**INPUT DATA:**
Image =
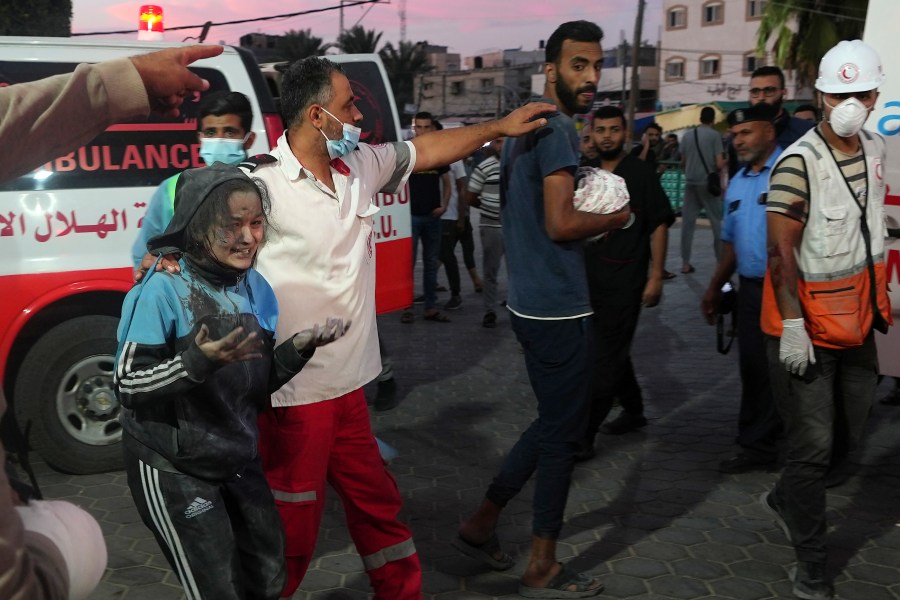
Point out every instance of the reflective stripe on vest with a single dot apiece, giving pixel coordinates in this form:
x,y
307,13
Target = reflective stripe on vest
x,y
294,496
378,559
834,281
171,182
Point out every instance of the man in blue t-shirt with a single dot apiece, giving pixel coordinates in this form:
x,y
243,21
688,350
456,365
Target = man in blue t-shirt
x,y
550,309
744,251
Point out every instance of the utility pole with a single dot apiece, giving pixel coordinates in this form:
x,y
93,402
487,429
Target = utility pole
x,y
636,63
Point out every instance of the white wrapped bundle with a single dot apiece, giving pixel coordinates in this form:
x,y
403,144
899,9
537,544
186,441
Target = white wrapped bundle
x,y
600,192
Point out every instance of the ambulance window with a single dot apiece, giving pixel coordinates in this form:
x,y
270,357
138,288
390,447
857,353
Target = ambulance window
x,y
136,153
372,101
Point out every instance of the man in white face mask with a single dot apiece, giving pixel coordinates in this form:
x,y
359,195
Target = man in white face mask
x,y
825,293
224,123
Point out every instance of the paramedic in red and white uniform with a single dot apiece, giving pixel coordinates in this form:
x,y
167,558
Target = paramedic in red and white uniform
x,y
320,259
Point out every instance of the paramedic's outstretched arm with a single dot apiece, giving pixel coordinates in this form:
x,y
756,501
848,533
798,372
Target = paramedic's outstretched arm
x,y
47,118
440,148
795,350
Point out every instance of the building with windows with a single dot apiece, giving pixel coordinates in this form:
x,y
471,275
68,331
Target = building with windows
x,y
493,83
708,51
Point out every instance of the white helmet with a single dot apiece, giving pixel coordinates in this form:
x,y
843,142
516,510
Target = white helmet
x,y
850,67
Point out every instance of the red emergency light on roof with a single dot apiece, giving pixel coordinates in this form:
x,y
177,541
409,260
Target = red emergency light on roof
x,y
150,25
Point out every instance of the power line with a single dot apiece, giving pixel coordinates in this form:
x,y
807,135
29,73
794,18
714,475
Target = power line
x,y
239,21
820,12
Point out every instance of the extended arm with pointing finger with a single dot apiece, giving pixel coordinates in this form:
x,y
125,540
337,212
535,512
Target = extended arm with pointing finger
x,y
46,118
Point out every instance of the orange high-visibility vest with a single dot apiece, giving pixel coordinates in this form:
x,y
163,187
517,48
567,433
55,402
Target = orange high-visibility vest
x,y
837,268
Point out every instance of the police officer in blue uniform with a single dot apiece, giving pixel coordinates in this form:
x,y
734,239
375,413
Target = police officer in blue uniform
x,y
744,252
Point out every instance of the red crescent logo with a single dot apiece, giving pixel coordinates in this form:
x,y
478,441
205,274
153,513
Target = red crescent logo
x,y
848,73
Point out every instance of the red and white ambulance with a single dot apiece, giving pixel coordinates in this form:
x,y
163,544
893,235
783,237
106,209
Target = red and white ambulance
x,y
66,231
882,26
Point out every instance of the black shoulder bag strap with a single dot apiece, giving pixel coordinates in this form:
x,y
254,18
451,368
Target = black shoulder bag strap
x,y
700,152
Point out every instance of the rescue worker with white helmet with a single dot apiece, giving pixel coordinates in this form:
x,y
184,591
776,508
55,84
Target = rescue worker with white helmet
x,y
825,293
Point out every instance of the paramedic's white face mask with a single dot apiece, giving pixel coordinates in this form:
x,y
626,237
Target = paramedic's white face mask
x,y
225,150
848,117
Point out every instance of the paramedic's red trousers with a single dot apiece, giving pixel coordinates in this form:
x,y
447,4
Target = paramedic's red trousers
x,y
302,447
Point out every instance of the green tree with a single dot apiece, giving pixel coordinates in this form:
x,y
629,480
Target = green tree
x,y
295,45
51,18
802,31
358,40
403,63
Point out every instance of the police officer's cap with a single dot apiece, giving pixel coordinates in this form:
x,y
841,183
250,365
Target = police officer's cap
x,y
757,112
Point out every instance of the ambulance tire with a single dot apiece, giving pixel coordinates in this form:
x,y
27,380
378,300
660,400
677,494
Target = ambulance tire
x,y
64,397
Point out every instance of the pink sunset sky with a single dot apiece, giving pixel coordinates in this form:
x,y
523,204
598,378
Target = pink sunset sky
x,y
467,27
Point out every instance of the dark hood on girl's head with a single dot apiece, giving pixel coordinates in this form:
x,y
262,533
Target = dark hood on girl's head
x,y
192,190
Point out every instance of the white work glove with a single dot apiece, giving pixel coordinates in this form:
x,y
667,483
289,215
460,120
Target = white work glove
x,y
795,350
78,537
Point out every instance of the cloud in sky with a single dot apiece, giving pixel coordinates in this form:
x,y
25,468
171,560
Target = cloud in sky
x,y
465,26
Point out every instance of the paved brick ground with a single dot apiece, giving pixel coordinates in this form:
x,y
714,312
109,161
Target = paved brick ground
x,y
650,513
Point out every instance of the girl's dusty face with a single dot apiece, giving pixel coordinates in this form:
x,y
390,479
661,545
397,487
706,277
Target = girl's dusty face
x,y
235,242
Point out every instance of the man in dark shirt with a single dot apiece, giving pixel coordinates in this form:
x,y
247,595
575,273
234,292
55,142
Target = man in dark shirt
x,y
767,85
618,280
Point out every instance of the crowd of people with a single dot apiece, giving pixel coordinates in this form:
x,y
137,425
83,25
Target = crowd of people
x,y
250,333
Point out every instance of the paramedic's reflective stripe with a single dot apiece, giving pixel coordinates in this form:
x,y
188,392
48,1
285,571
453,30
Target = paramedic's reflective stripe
x,y
171,184
294,496
376,560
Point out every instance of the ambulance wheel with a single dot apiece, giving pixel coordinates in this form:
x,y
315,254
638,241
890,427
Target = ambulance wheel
x,y
65,394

**WHAT THIS TASK INVOLVES:** Pictures are excluded; repeat every record exactly.

**REPLY:**
Image =
Point out every instance of the reflective stripe on vest with a single dot apiece, giving pixel coordinates in this form:
x,y
307,13
Target = reflective stripe on vest
x,y
294,496
378,559
834,281
171,182
Point out every instance of the man in blue t-shirt with a single dot apiece, giving pixel coordinates in this form:
x,y
243,21
688,350
456,365
Target = man in blue t-shirt
x,y
550,309
744,251
Point out every instance of the utility pole with a single dot apiece, giving pixel coordinates in this form:
x,y
93,402
487,429
Target = utility pole
x,y
636,63
Point out every instance of the white wrapped bundle with a single dot apiece, giving pixel coordinates in this form:
x,y
403,144
899,9
537,544
186,441
Target = white wrapped bundle
x,y
600,192
Point out every instance of the ambulance window with a single dot apiece, giving pixel coordinates in this form:
x,y
270,357
138,288
390,447
857,353
Target = ambulance window
x,y
136,153
372,101
Point out every instance of the man in white face mask with a single dot apiece, giving pixel coordinates in this form:
x,y
359,195
Target = man in white face mask
x,y
825,293
224,123
Point out every instance of the paramedic in red and white uniform with a single dot apiece, giving pixel coordinates in this form:
x,y
167,558
Target = paramedic in red and white uniform
x,y
320,259
Point out every instance of the paramedic's outstretched arm with a single dot apiece, giving pixel coordinates in this form:
x,y
756,501
848,533
798,372
Target = paramedic's outstretched arm
x,y
47,118
440,148
795,350
Point out every instance of the building with windows with a single dot apiece, giving pixel coordinates in this form:
x,y
471,275
68,331
Target = building with windows
x,y
493,83
708,51
Point out every instance of the white helmet with a single dot apiece, giving pixel coordinates in this form:
x,y
843,142
516,510
Target = white helmet
x,y
850,67
Point out every instance of the red emergency light on roof with a single dot apiece, giving pixel coordinates in this form:
x,y
177,541
409,260
Target = red emergency light on roof
x,y
150,25
Point out every instance of the power line with a single dot apiece, giving pixel coordinates in this form:
x,y
807,135
29,73
794,18
714,475
Target = power line
x,y
239,21
820,12
Point out every instance of the extended arm with pointing finger with a single dot apiece, giving pixel coordinates in this form:
x,y
125,540
337,212
535,512
Target = extended arm with pointing finger
x,y
46,118
Point out every instance of the orange high-visibility vest with a single dot apiece, giving pixel coordinates in this form:
x,y
163,187
517,48
567,433
55,402
Target = orange high-visibility vest
x,y
837,268
Point out every instance of the police officer in blue uniform with a single dot apiece, giving pixel coordinates in this form:
x,y
734,239
375,413
Target = police officer in blue uniform
x,y
744,252
Point out every instance of the red crescent logo with a single dot apiece, giving pixel coordinates in this form:
x,y
478,441
205,274
153,513
Target = red crescent logo
x,y
848,73
Point out every instance of the red and white ambulance with a single dot apiece, giving pixel coordinates in this form:
x,y
163,544
893,235
783,237
106,209
Target = red and white ambulance
x,y
66,231
882,26
Point out every instance of the black shoulder bag strap with a single dot apiece, giving pixel coordinates in this form:
x,y
254,18
451,368
Target = black shoulder bag strap
x,y
700,152
Point out every instance of the rescue worker with white helmet with a single dot apiece, giving pixel coordinates in this form:
x,y
184,591
776,508
55,84
Target = rescue worker with white helmet
x,y
825,293
Point out every instance of the paramedic's white face mask with a single dot apiece, giving pixel coordinates in this form:
x,y
626,237
Target = paramedic's white face mask
x,y
225,150
848,117
Point out every instance of the paramedic's red trousers with a single dot apiece, giving pixel coordinates in this form:
x,y
447,4
Target = paramedic's red trousers
x,y
302,447
Point out every instance of the green tree with a single dot apiece, giving pixel coordinates in this form:
x,y
629,480
Target = green tree
x,y
295,45
51,18
802,31
358,40
403,63
Point out every instance of the police officer's cap with a single dot apiece, giving pixel coordinates in this form:
x,y
841,183
250,365
Target = police officer's cap
x,y
757,112
Point out every instance of the ambulance tire with a single dot apiece, giving pixel coordinates in this form:
x,y
27,380
378,300
660,400
677,494
Target = ambulance tire
x,y
64,397
Point out every instance of the pink sunset sky with a single dot apiece, giving pixel coordinates in this form:
x,y
523,204
598,378
Target = pink sunset sky
x,y
467,27
Point out every instance of the dark hood on girl's head with a single dot apiece, giving pixel coordinates in this form:
x,y
262,533
Target = dark hood on girl's head
x,y
192,190
Point out every instance of the white work glove with a single dot apiece, giving pixel coordinates in this form:
x,y
667,483
289,215
460,120
Target = white work glove
x,y
795,350
78,537
Point out every instance of the cloud in sky with a single dot apiece, giving pixel coordinates in this form:
x,y
25,468
171,560
Target = cloud in sky
x,y
465,26
Point out every instance of the paved brick ground with a single dot apiece, giving pixel coordinates in this form:
x,y
714,312
109,161
Target = paved brick ground
x,y
650,513
Point out every instance of the girl's dusty face with a single dot apiece, giving pixel coordinates in this form:
x,y
390,479
661,545
397,487
706,277
Target = girl's dusty face
x,y
235,242
Point out every instance of the man in dark shirt with a single dot apiece, giving pixel coordinates in this form:
x,y
247,595
575,273
234,292
55,142
Target = man in dark shirt
x,y
767,85
618,280
Point out every instance of the crowd of people with a single dot apiece, giving pixel coordinates in this form:
x,y
137,425
83,25
Target = crowd of people
x,y
250,333
Point out every instance of the paramedic's reflective stripe with a single dot apiece, giving pixel coordinates in this form:
x,y
188,392
48,1
285,571
453,30
Target = paramedic's reflective stripe
x,y
171,184
294,496
376,560
Point out every instance of the ambulance wheel with a single dot apiece, giving pixel coordinates in this form:
x,y
315,254
638,241
890,427
Target = ambulance wheel
x,y
65,394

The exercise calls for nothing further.